■ **Exercise aim**
Edit the listing below so that every "in this photo" becomes "in this image", leaving everything else unchanged. Leave the pictures out of your version.

■ **Input records**
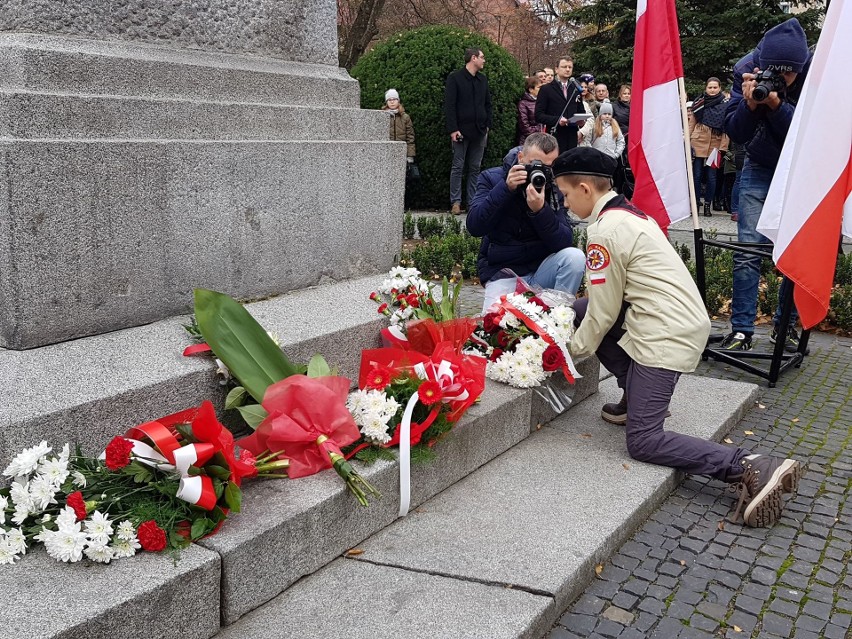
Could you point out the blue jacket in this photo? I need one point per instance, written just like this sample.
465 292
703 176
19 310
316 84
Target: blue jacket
511 236
762 130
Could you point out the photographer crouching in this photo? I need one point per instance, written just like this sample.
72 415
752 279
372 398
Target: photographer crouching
767 85
517 212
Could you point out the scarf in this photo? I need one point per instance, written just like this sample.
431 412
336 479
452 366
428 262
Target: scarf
710 111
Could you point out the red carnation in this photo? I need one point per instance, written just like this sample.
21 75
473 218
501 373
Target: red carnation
553 358
491 322
151 537
118 453
378 379
75 500
429 392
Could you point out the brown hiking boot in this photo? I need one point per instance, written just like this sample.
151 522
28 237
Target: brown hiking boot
617 413
761 486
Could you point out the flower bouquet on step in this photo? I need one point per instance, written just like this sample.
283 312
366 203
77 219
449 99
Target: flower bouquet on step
524 336
405 296
160 486
298 412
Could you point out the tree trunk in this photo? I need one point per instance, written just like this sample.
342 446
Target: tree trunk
361 33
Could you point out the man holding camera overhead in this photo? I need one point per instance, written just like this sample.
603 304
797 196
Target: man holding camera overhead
767 84
523 226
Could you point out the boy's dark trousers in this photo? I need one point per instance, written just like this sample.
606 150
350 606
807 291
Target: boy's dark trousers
649 391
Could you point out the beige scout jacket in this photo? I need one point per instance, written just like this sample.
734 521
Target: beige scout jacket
630 260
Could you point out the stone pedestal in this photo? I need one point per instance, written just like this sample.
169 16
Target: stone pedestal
146 150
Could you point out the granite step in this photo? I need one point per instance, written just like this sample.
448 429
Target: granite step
501 553
287 530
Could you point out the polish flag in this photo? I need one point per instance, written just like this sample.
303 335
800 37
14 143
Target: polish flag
809 200
656 150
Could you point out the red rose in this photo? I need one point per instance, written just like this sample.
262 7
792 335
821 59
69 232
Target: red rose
491 322
75 500
151 537
118 453
378 379
429 392
552 359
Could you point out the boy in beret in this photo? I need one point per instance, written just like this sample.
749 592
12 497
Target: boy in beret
645 320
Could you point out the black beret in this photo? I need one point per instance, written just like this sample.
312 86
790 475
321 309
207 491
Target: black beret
584 160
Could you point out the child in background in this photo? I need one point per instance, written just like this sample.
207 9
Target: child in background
606 134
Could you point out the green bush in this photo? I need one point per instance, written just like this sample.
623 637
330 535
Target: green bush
416 63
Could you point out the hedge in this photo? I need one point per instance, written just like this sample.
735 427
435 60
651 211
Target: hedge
416 63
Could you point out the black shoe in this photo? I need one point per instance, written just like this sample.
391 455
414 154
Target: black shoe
791 344
737 341
761 486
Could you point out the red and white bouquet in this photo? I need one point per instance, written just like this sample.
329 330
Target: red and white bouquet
525 338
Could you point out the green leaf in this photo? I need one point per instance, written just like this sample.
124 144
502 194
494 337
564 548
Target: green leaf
233 497
236 397
253 414
240 342
318 367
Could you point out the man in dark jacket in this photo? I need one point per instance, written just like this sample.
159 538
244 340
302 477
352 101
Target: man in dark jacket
762 125
520 230
557 102
467 110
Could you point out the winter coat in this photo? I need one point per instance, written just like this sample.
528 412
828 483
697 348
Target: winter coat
467 104
704 139
762 130
511 236
612 146
401 129
526 118
550 104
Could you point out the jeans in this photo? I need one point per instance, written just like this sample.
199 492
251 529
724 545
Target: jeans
698 170
470 149
649 392
562 271
754 185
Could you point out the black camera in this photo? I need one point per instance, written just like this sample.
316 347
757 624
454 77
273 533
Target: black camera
538 175
767 82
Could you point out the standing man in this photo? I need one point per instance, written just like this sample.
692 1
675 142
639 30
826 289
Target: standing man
467 110
557 102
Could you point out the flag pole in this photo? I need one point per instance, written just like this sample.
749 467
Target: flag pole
693 204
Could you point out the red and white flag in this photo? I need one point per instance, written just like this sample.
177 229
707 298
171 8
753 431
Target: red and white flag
809 200
656 150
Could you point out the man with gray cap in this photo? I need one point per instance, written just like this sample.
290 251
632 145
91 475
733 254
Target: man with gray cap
760 119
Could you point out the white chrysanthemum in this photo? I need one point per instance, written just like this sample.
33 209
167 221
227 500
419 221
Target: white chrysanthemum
98 526
27 460
65 545
42 493
99 551
78 479
55 470
67 519
17 541
7 553
123 548
126 530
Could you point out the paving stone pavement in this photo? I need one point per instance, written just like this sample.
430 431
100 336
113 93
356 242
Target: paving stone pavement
690 573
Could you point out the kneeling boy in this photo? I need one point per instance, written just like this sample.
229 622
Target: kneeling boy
645 320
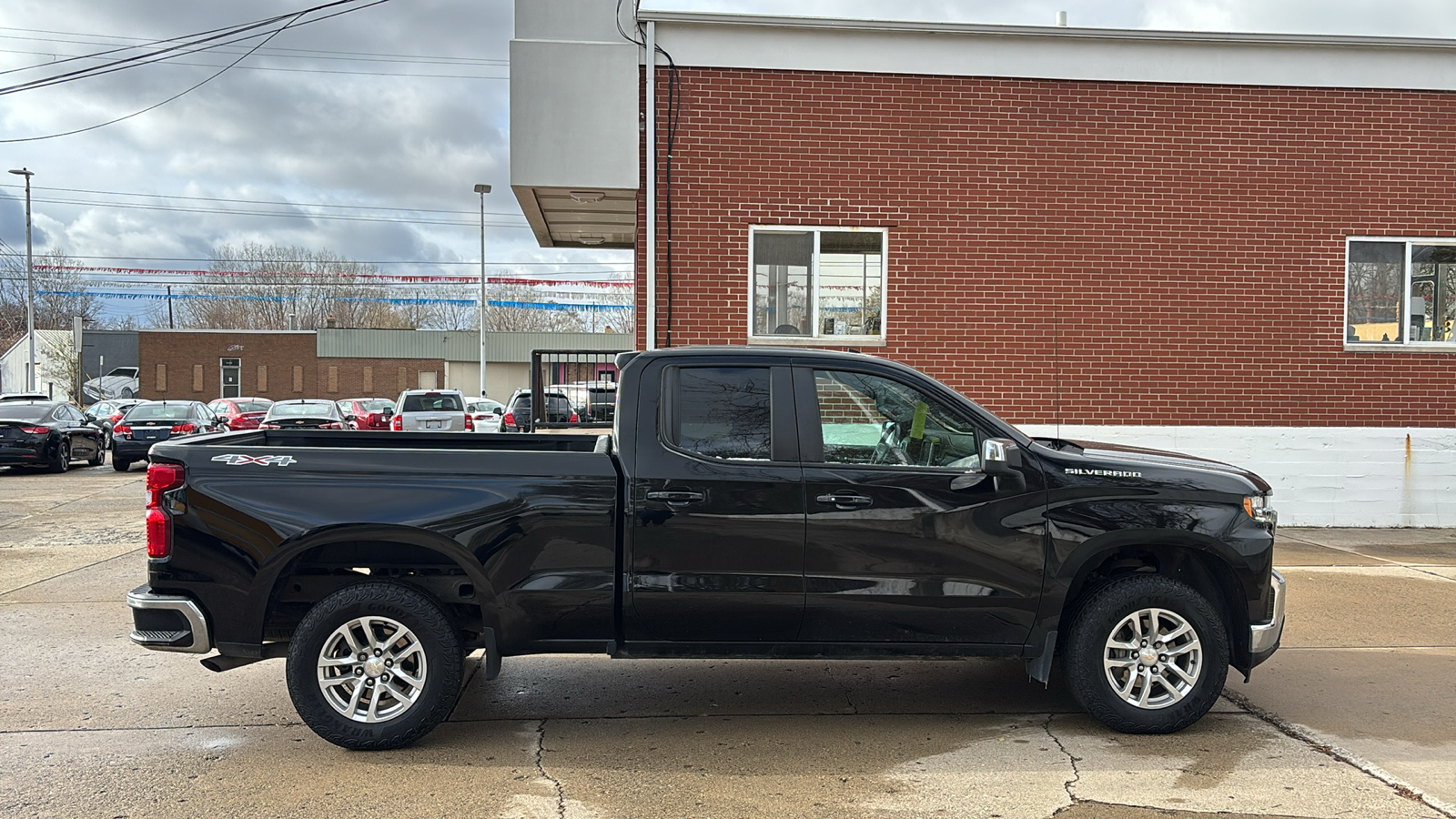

■ **The answer**
Could you point out the blue jacket in this image? I need one point per instance, written just like this sample.
465 292
703 176
19 310
316 84
Target: blue jacket
511 236
762 130
Could you point out the photographer crouching in this image? I need one point per instance, written just like this sample.
72 415
752 279
372 398
Target: photographer crouching
767 85
517 212
Could you point out the scarf in this image? I need one point per instance, written just like this sample.
431 412
336 479
452 366
428 262
Target: scarf
710 111
Could you point out the red carnation in this image? I need one point per instance, written just like this sample.
21 75
473 218
501 373
Target: red carnation
553 358
491 322
151 537
118 453
378 379
75 500
429 392
Could you point out the brown hiking boot in this image? I need one point per instance, written just like this sample.
151 522
28 237
Target: brown hiking boot
617 413
761 486
Could you point out the flower bouquet on step in this image? I need one point per instance, written just like this sample.
283 312
366 203
77 219
449 99
Target: flower bouquet on step
524 336
405 296
160 486
298 412
Could you point out the tree trunk in this image? I need one point per instance, written just like this sample.
342 446
Target: tree trunk
361 33
Could you point out the man holding camera overhead in this image? I need one point per instance, written just like this sample.
603 304
797 196
Target: man holding camera overhead
767 84
523 226
Could you point out the boy's dark trousers in this image? I need one point per instance, written just like this sample.
606 150
350 606
807 291
Target: boy's dark trousers
649 391
Could you point out the beige scout jacket in this image? I need one point per instance, written just like this sample.
734 521
Target: beige scout jacket
630 260
Could you point out the stone pedestal in this image? I need one point per instance, written just like this sample.
169 16
Target: stone pedestal
146 150
Could you point out the granite step in this image? I need one point per instance, written just like this sample.
448 429
Target: granite step
501 553
287 530
Could you point out the polish flag in this image? I need one point per instance, written just like this sample.
303 335
800 37
14 143
Target: polish flag
809 200
656 150
Could you point out the red rose in this image? I need one point per instance, written just like this sample.
262 7
792 335
821 59
69 232
Target: red rose
491 322
75 500
151 537
118 453
378 379
429 392
552 359
Could you point out the boy in beret in this image? I need one point per instance, written just like this sample.
749 592
12 497
Target: boy in beret
645 320
Could you point out the black beret in this image? I need one point per instance, written just like this sample.
312 86
790 475
321 309
207 491
Target: black beret
584 160
Could you point out the child in background in this image? I need one point per instance, written just like this sample.
207 9
Target: child in background
606 134
Could you point out the green bush in this image? I need one point per instance, written just like this sample.
623 637
330 535
Target: green bush
416 63
Could you point out the hedge in this image? I need one point per instance, written just like this sample.
735 427
435 60
651 211
Target: hedge
416 63
Could you point out the black shoe in this image? I need one point per instance, written just like this sample.
391 455
414 154
Target: black shoe
791 344
737 341
761 486
Could you point out the red and white bouquet in this image? I need one point per instance, written just like this sample.
329 330
Target: red and white bouquet
525 338
Could you point out the green leaf in this image? I need one point per instance, written just like this sample.
124 144
502 194
494 337
564 548
Target: green leaf
233 497
236 397
253 414
240 342
318 367
Could you point out the man in dark jacket in this image? I need one point per instance, written just like this sample.
159 538
244 340
302 477
352 101
Target: man in dark jacket
762 125
520 230
557 102
467 110
Could you point out the winter coat in this image? I need one point per instance, written just like this sample.
528 412
828 483
697 348
Target: winter coat
467 104
704 139
762 130
511 236
612 146
401 129
526 118
550 104
Could you point out the jeans in this image? I need one point per instance, written just like this sample.
199 492
251 529
724 545
Target: jeans
698 170
470 149
649 392
562 271
754 185
Could you point out the black camera in this image? I need one point per instance, written just like this sample.
316 347
757 624
454 77
273 533
Target: black camera
538 175
767 82
Could you point out the standing man in this image? I need one point per instance, written just like this sample.
692 1
675 142
639 30
826 289
Target: standing man
467 110
557 102
Could you point out the flag pole in this image? I need one point per instance, written just like this sample.
749 467
Target: flag pole
693 204
Could you point out the red and white flag in this image? I need one point per instance, written just like this sample.
177 229
707 298
171 8
753 431
Target: red and white flag
809 200
656 150
Could you point out the man with gray cap in this image? I need one point per instance, written just like this sample.
290 251
632 145
91 475
733 254
Target: man with gray cap
760 119
Could you point out the white chrysanthemum in this image? I need one point per instance, written just like this sample.
33 209
167 221
227 500
419 221
Target: white chrysanthemum
98 526
27 460
65 545
42 493
99 551
78 479
55 470
67 519
17 541
7 553
123 548
126 530
Could you point out the paving stone pavement in this image? I need one point per instance, written just like this sample.
430 431
100 336
113 93
356 242
Target: paving stone pavement
690 573
Could you point out the kneeling boy in this image? I need one point per instance, written just like this sample.
229 622
Target: kneeling boy
645 320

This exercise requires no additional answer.